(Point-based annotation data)
────────────────
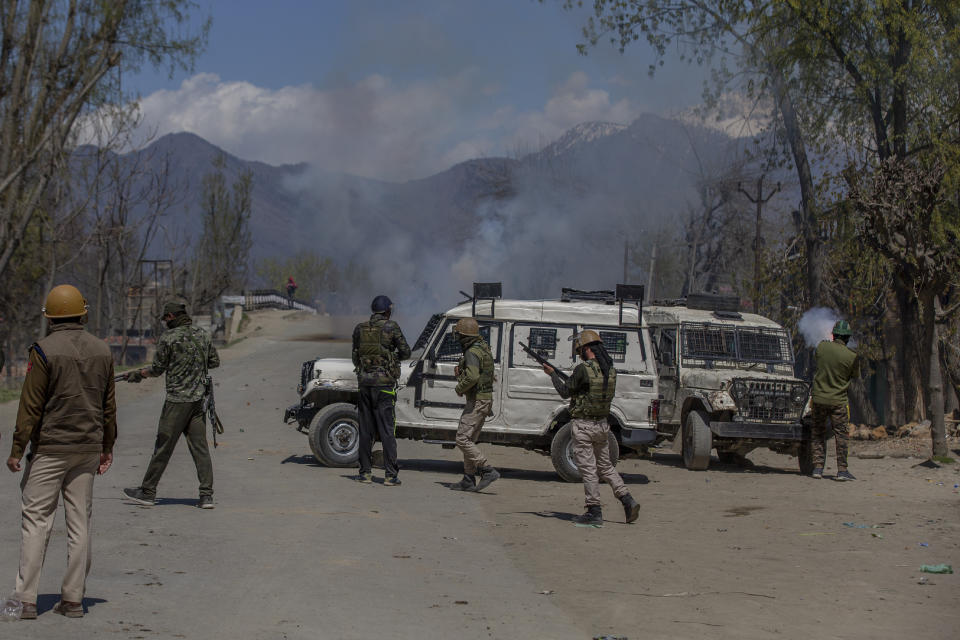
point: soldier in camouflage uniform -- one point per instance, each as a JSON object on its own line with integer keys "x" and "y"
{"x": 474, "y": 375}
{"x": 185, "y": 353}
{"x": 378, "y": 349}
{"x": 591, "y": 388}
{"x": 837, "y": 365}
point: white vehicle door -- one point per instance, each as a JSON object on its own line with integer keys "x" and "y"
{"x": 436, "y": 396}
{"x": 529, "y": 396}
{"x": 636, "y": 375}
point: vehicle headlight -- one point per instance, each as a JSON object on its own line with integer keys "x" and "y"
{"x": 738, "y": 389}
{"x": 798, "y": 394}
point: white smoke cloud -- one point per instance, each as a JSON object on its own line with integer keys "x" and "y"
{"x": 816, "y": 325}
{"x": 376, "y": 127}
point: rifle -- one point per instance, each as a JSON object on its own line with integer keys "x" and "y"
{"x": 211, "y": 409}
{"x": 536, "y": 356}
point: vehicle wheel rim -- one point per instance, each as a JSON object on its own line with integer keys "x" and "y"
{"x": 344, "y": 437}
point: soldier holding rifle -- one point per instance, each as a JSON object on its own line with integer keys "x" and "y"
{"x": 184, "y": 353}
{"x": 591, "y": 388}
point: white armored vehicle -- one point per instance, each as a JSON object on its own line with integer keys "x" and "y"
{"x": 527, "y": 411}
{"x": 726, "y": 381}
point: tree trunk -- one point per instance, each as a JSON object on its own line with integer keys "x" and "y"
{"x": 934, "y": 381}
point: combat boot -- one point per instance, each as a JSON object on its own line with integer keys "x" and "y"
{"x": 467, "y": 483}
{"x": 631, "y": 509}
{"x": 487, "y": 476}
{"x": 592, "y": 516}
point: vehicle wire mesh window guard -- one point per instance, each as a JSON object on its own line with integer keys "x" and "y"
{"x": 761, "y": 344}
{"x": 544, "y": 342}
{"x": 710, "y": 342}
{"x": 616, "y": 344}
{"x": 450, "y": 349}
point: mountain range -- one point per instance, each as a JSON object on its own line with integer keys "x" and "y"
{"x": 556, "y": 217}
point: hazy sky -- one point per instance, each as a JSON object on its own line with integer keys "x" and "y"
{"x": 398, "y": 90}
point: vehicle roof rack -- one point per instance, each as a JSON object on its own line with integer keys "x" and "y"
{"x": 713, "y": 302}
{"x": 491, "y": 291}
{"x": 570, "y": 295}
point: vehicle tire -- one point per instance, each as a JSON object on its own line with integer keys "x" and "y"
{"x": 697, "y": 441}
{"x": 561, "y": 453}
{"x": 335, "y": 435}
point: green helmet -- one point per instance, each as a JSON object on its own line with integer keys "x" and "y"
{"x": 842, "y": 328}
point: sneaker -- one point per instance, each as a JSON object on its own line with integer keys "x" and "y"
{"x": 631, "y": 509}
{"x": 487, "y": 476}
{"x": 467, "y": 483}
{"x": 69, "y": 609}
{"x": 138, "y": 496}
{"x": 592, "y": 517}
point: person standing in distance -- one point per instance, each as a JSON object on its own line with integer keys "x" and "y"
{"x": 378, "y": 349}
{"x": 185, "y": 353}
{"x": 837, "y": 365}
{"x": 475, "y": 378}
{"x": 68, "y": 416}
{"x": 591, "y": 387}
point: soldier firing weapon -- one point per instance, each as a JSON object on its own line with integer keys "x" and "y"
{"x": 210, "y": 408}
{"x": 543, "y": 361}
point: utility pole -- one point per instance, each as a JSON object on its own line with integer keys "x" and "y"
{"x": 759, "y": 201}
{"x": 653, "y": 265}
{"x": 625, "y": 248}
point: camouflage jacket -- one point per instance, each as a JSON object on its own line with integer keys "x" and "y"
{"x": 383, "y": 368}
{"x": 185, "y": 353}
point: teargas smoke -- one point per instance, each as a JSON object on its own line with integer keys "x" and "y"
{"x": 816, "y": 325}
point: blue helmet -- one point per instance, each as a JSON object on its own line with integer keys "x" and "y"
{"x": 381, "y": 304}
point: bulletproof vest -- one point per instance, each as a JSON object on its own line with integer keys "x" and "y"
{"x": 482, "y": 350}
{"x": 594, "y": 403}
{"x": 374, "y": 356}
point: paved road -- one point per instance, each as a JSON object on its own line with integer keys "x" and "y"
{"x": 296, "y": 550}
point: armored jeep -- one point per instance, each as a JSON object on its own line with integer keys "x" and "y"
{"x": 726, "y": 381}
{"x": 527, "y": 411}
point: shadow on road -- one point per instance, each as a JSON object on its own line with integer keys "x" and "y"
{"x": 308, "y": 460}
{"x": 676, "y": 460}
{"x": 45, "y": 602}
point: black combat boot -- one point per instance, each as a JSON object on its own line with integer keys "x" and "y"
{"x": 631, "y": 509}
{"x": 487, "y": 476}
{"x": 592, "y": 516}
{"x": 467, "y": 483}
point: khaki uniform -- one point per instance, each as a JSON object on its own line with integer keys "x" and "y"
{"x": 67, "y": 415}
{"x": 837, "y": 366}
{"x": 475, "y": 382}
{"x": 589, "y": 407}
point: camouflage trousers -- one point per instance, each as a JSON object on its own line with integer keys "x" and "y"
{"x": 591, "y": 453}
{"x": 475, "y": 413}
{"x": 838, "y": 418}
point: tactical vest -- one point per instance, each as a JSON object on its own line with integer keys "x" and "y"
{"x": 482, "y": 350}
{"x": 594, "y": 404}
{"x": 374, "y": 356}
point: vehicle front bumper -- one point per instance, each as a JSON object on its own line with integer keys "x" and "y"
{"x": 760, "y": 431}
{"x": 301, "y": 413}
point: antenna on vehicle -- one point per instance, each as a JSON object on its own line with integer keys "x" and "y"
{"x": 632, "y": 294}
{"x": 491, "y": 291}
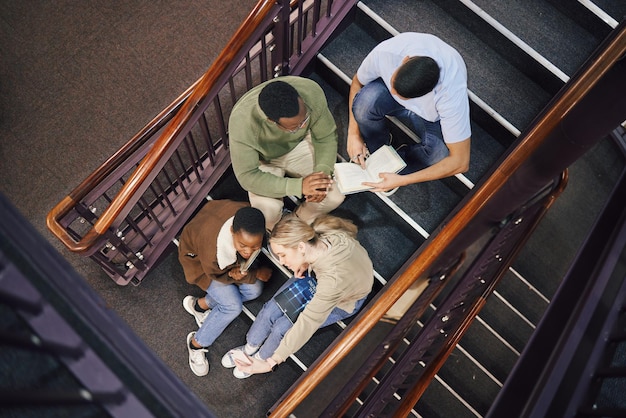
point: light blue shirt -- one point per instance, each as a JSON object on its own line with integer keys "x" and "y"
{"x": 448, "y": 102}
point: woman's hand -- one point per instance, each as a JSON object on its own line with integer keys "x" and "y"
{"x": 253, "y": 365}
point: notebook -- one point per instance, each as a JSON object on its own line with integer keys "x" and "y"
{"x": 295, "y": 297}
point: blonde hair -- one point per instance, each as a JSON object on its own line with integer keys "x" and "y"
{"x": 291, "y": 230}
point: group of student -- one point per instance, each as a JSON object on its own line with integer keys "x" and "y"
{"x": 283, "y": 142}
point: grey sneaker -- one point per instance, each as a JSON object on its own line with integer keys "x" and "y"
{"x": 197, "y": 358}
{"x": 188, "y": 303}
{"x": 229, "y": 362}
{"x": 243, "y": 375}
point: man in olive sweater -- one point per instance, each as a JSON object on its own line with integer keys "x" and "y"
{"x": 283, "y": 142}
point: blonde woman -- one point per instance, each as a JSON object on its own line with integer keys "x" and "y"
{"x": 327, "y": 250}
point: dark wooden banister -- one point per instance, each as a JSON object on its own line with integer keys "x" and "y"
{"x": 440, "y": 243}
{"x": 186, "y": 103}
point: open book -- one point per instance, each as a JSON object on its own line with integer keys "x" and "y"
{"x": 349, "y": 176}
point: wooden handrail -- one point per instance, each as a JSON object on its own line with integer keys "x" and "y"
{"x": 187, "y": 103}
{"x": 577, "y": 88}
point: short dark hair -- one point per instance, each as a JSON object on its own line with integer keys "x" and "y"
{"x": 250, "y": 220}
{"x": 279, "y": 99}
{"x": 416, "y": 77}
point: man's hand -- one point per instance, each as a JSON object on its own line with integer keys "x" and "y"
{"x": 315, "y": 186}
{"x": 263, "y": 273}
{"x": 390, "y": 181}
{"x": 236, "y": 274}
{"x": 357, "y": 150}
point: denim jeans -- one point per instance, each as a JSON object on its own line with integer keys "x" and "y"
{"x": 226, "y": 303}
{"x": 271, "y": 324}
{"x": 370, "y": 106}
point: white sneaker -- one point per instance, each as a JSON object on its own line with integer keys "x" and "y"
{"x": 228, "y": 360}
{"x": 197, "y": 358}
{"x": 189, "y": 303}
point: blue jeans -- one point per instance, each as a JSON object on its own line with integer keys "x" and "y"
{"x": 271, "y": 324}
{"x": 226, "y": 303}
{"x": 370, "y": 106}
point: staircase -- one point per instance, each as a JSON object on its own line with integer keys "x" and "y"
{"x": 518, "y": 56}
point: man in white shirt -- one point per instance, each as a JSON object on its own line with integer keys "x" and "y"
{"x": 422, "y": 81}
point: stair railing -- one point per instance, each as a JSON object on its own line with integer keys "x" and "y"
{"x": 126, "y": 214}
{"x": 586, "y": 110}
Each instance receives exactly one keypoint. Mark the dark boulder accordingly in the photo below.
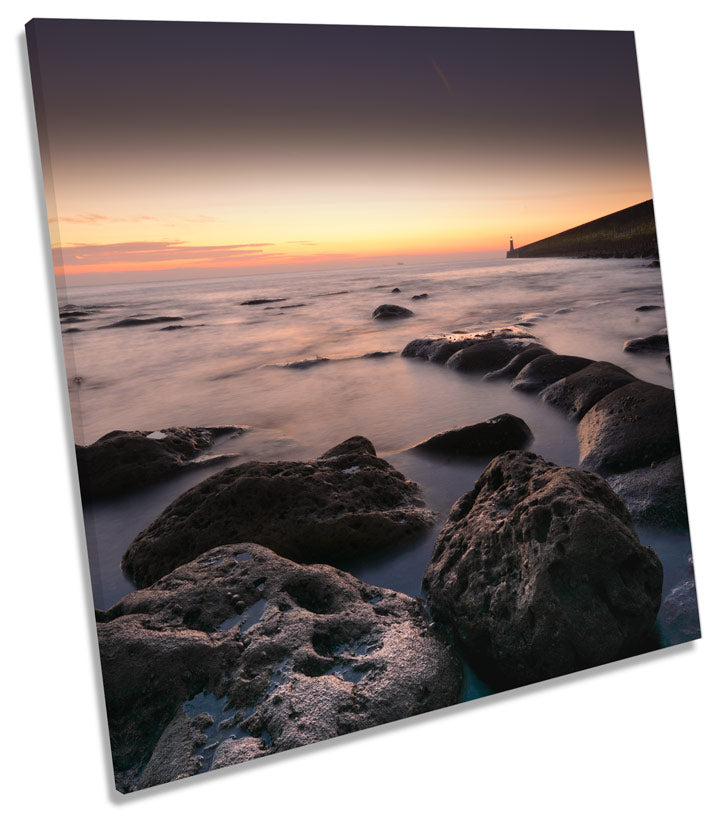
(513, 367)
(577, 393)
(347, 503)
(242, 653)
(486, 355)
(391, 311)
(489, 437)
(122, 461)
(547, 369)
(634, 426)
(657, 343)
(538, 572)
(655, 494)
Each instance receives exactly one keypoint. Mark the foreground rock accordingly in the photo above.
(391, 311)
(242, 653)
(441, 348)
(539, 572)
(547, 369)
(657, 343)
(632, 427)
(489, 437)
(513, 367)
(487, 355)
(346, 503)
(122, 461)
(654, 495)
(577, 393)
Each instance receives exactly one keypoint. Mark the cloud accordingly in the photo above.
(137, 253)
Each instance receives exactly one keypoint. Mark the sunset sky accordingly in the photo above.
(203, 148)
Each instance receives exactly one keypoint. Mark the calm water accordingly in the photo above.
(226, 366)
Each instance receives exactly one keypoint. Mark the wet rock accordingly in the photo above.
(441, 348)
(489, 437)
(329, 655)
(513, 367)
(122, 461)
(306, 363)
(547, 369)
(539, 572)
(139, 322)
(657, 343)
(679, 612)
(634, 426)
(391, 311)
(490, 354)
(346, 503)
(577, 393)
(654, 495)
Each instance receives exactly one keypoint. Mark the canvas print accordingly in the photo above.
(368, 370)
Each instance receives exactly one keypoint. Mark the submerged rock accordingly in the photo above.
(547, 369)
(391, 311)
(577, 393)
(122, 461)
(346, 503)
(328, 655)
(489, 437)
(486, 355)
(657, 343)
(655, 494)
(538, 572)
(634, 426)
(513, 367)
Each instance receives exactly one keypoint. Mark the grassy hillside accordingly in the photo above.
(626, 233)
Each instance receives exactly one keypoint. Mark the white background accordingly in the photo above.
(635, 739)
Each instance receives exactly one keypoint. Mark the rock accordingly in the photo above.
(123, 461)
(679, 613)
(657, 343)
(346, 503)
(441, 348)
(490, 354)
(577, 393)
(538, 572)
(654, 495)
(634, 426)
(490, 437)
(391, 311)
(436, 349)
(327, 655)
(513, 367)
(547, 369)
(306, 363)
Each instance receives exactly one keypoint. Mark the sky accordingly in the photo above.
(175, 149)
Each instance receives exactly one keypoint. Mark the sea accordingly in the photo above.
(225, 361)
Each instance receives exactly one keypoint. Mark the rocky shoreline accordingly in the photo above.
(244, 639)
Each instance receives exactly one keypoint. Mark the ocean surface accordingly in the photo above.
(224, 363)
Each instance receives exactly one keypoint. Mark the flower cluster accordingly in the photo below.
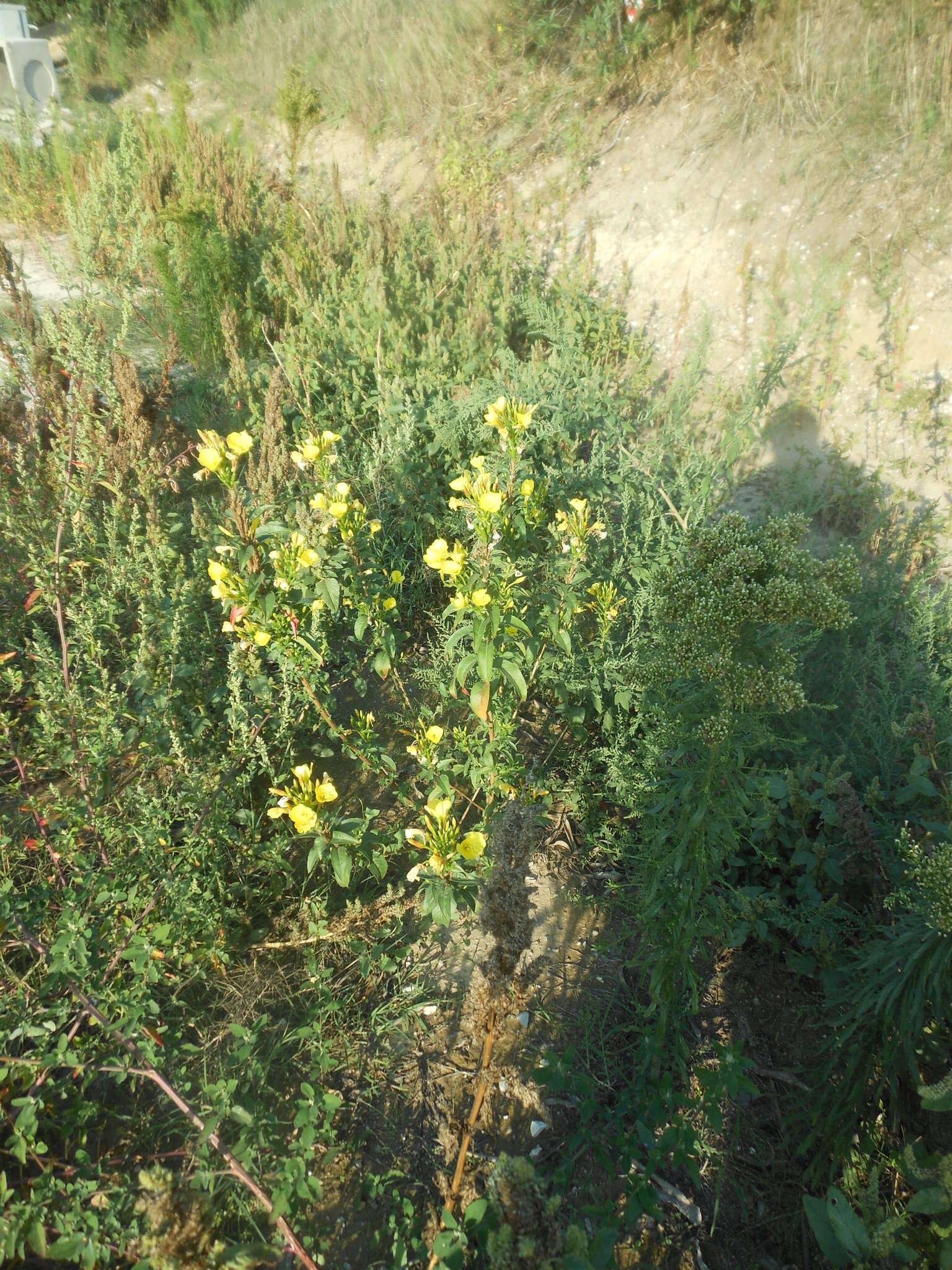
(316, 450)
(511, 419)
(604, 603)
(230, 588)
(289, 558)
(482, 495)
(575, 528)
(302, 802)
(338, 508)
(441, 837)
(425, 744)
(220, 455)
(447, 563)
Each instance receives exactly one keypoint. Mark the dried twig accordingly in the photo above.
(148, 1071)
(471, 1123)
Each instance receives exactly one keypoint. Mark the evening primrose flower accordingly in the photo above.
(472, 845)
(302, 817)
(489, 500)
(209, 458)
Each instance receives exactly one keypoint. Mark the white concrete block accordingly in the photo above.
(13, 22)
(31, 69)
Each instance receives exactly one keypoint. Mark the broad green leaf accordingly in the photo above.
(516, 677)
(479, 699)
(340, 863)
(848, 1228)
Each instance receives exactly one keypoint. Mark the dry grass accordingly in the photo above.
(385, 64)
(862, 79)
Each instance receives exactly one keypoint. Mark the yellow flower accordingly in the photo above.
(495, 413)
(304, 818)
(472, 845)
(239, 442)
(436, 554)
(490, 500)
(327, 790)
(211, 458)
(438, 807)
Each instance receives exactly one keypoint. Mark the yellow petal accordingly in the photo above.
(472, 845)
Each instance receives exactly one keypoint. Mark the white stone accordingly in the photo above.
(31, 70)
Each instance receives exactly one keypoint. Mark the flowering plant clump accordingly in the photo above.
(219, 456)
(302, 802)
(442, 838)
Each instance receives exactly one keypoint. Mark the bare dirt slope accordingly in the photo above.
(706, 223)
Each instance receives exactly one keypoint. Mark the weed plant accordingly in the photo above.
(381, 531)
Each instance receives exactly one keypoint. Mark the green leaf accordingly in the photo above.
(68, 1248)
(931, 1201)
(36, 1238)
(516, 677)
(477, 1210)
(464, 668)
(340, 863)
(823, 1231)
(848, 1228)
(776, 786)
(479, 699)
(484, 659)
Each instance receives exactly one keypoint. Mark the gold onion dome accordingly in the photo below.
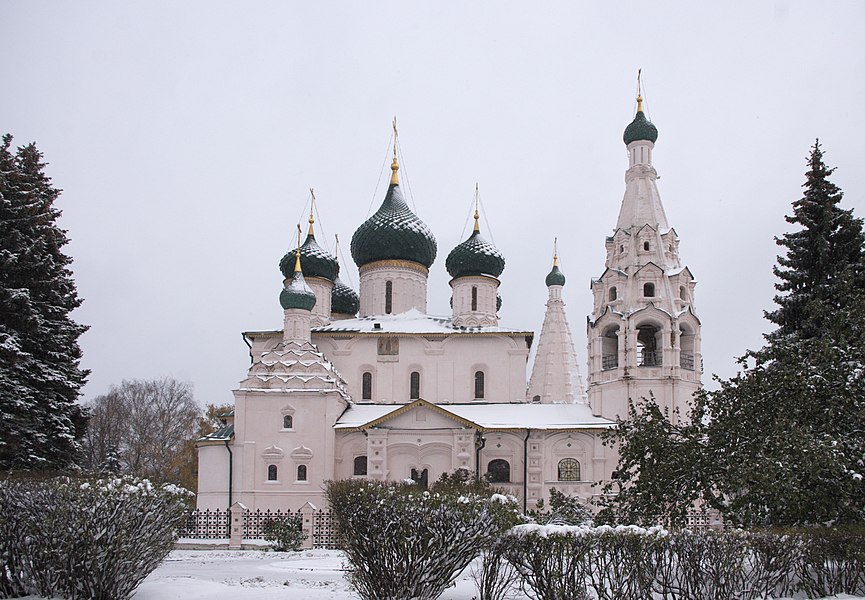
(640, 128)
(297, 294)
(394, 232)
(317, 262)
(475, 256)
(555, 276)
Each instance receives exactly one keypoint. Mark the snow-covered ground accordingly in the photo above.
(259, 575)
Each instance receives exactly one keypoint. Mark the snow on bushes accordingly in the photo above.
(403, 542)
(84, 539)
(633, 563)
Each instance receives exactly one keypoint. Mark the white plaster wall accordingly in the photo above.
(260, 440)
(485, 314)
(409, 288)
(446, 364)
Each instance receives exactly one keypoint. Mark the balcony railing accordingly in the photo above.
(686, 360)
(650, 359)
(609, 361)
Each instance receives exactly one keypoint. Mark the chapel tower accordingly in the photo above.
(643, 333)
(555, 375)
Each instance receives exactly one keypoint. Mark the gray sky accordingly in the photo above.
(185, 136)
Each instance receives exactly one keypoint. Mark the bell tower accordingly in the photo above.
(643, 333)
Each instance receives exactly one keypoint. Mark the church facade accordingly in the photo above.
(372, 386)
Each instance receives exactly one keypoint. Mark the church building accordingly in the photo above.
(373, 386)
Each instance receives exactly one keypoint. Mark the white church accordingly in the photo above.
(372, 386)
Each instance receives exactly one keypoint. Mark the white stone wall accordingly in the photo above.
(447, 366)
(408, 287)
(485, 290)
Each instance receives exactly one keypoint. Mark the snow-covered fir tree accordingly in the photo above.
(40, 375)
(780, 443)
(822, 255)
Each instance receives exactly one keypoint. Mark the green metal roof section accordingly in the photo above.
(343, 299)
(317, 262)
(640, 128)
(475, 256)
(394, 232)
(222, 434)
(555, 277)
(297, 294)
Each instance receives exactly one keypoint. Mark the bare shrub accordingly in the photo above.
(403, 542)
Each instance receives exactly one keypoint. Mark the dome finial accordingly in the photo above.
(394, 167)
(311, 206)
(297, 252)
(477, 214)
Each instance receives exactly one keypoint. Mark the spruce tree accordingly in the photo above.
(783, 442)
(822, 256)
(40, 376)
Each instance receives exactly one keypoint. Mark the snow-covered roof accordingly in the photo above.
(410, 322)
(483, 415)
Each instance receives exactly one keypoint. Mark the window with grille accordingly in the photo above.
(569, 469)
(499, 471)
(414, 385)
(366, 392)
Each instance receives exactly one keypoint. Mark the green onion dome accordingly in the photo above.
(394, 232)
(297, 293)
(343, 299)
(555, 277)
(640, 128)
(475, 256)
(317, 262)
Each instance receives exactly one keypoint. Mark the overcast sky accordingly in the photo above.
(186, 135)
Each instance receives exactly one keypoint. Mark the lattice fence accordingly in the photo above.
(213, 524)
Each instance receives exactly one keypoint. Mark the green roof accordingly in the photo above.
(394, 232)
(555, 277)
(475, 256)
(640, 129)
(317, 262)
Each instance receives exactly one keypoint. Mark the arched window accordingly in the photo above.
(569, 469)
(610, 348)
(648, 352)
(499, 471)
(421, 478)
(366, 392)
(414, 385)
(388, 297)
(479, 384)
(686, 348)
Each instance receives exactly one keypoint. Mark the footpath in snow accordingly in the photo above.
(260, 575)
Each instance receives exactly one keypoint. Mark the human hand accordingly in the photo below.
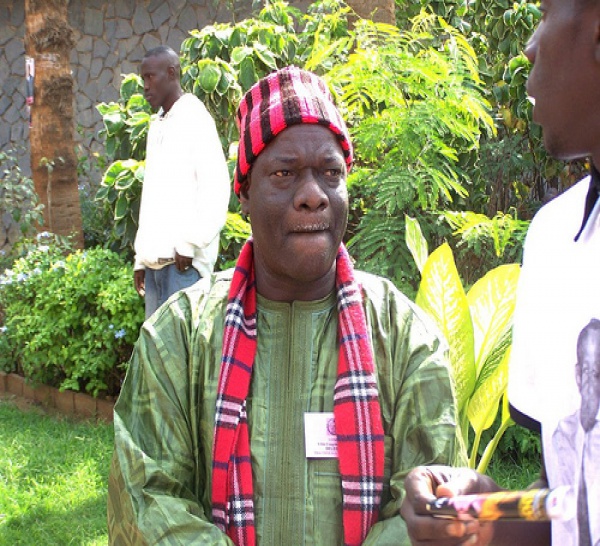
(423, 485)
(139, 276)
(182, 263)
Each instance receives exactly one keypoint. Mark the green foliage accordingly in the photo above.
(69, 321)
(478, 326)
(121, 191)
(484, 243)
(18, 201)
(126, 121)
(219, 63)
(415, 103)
────────────────
__TASK TO COMPLETE__.
Beginning at the line that contains "snow-covered roof accordingly in the photo above.", give the remaining lines of the records again exactly, through the last one. Leave out pictures.

__EXPECTED ANSWER__.
Each instance receives exactly one keypoint. Mark the snow-covered roof accordingly in the photo above.
(410, 322)
(483, 415)
Each instance receives exactly one keypoint. Mark the window with grille accordingly in the photo above.
(569, 469)
(499, 471)
(414, 385)
(366, 392)
Each instance receives exactly one keypoint. Mark the green onion dome accordingly in the photo above.
(394, 232)
(297, 293)
(343, 299)
(555, 277)
(640, 128)
(475, 256)
(317, 262)
Each instance receives exactly one keypoint. Mark the overcast sky accordingly in the photo above.
(186, 135)
Each instance receives exactly one keypoint. Mark the lattice fence accordingly in the photo above.
(213, 524)
Each instance receives exactly one keypoint. Mark the green roof accordingly in the photo above.
(394, 232)
(555, 277)
(475, 256)
(640, 129)
(317, 262)
Each instance receives exactly one keypoint. Mark the arched window accordingly in the photo above.
(569, 469)
(610, 348)
(648, 352)
(499, 471)
(421, 478)
(366, 392)
(414, 385)
(388, 297)
(479, 384)
(686, 348)
Each instance receives exactly one keypoint. Mark the footpath in snow accordingly in the photo above.
(260, 575)
Each instance receives exactly one keypoint. Mark the human hand accordingly in the photo below.
(423, 485)
(139, 276)
(182, 263)
Each instance receives exactly one keypoint. Mark the green foliage accordingly in the photo above.
(69, 321)
(478, 326)
(121, 191)
(484, 243)
(18, 201)
(126, 121)
(219, 63)
(415, 103)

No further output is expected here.